> **Exercise objective**:
Retype every line of the data below exactly as it appears, leaving the pictures out of your answer.

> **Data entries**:
══════════

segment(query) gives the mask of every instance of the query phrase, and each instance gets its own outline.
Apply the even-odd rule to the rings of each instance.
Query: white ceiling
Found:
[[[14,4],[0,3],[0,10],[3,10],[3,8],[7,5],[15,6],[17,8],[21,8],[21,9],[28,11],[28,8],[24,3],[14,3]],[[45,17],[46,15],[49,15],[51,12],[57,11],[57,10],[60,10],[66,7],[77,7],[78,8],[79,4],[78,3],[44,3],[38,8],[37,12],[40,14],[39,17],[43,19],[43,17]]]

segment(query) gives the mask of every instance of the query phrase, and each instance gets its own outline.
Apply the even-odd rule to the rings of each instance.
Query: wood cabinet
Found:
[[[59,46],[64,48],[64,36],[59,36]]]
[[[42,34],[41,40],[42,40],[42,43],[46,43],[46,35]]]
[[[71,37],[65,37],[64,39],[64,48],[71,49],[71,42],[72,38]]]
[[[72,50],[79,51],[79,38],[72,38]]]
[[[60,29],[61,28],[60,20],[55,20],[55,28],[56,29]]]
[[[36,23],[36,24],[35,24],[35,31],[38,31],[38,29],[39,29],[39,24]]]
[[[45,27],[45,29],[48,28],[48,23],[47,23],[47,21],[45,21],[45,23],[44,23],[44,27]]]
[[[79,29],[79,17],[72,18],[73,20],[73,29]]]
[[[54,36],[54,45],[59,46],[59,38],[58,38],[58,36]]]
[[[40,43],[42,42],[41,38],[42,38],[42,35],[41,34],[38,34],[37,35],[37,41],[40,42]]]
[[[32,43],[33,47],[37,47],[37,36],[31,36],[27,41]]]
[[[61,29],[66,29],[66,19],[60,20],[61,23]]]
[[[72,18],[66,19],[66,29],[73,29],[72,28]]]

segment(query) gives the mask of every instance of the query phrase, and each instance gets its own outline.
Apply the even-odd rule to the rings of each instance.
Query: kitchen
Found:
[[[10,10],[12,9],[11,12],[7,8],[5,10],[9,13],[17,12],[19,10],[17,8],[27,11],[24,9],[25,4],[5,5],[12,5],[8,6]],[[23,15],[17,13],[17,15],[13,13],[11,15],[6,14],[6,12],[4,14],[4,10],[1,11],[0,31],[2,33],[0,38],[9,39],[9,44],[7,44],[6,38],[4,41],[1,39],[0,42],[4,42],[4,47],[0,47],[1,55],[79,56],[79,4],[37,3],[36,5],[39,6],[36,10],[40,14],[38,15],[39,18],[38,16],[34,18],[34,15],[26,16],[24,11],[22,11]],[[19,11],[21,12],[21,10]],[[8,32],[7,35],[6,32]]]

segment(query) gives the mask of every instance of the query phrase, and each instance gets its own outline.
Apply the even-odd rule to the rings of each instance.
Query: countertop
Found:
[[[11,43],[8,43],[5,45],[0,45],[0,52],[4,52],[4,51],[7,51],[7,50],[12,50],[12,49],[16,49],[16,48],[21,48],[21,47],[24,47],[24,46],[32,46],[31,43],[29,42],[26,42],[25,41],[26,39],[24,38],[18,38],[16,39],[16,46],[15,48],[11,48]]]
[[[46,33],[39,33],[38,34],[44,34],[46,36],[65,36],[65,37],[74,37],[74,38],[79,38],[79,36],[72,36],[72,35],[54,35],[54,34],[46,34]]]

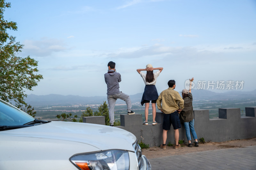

══════════

> **Task solution**:
segment(query) gives the mask of every instance of the query phrase, and each instance gets its own outline.
Apply the even-odd rule to the rings of each instance.
Query: white ceiling
Found:
[[[14,4],[0,3],[0,10],[3,10],[3,8],[7,5],[15,6],[17,8],[21,8],[21,9],[28,11],[28,8],[24,3],[14,3]],[[45,17],[46,15],[49,15],[51,12],[57,11],[57,10],[60,10],[66,7],[77,7],[78,8],[79,4],[78,3],[44,3],[38,8],[37,12],[40,14],[39,17],[43,19],[43,17]]]

segment(query) gives the mask of every instance of the query phrase, and each instance gets its own outline.
Apply the even-odd rule to the rings of each instance.
Query: wood cabinet
Found:
[[[59,46],[64,48],[64,36],[59,36]]]
[[[42,34],[41,40],[42,40],[42,43],[46,43],[46,35]]]
[[[71,37],[65,37],[64,39],[64,48],[71,49],[71,42],[72,38]]]
[[[72,50],[79,51],[79,38],[72,38]]]
[[[60,29],[61,28],[60,20],[55,20],[55,28],[56,29]]]
[[[36,23],[36,24],[35,24],[35,31],[38,31],[38,29],[39,29],[39,24]]]
[[[45,27],[45,29],[48,28],[48,23],[47,23],[47,21],[45,21],[45,23],[44,23],[44,27]]]
[[[79,29],[79,17],[72,18],[73,20],[73,29]]]
[[[54,36],[54,45],[59,46],[59,38],[58,38],[58,36]]]
[[[40,43],[42,42],[41,38],[42,38],[42,35],[41,34],[38,34],[37,35],[37,41],[40,42]]]
[[[32,43],[33,47],[37,47],[37,36],[31,36],[27,41]]]
[[[61,29],[66,29],[66,19],[60,20],[61,23]]]
[[[72,18],[66,19],[66,29],[73,29],[72,28]]]

segment(query) gives the mask of every instance of the query phrase, and each instance gets its own outline.
Apply the even-odd rule to the rings of each instance.
Query: kitchen
Found:
[[[10,10],[12,9],[11,12],[7,8],[5,10],[9,13],[17,12],[19,10],[17,8],[27,11],[24,9],[25,4],[5,5],[12,5],[8,6]],[[23,15],[17,13],[17,15],[13,13],[11,15],[6,14],[6,12],[4,14],[4,10],[1,11],[0,31],[2,33],[0,38],[9,39],[9,44],[7,44],[6,38],[4,41],[1,39],[0,42],[4,42],[4,47],[0,47],[1,55],[79,56],[79,4],[37,3],[36,5],[39,6],[36,10],[40,14],[38,15],[39,18],[38,16],[34,18],[34,15],[26,16],[24,11],[22,11]],[[19,11],[21,12],[21,10]],[[8,32],[7,35],[6,32]]]

segment(query) gives the mask of every instance of the query phrase, and each instance gets its own outline.
Apply the even-odd rule to the rings of each instance.
Query: countertop
Found:
[[[11,43],[8,43],[5,45],[0,45],[0,52],[4,52],[4,51],[7,51],[7,50],[12,50],[12,49],[16,49],[16,48],[21,48],[21,47],[24,47],[24,46],[32,46],[31,43],[29,42],[26,42],[25,41],[26,39],[24,38],[18,38],[16,39],[16,46],[15,48],[11,48]]]
[[[46,33],[39,33],[38,34],[44,34],[46,36],[65,36],[65,37],[74,37],[74,38],[79,38],[79,36],[72,36],[72,35],[54,35],[54,34],[46,34]]]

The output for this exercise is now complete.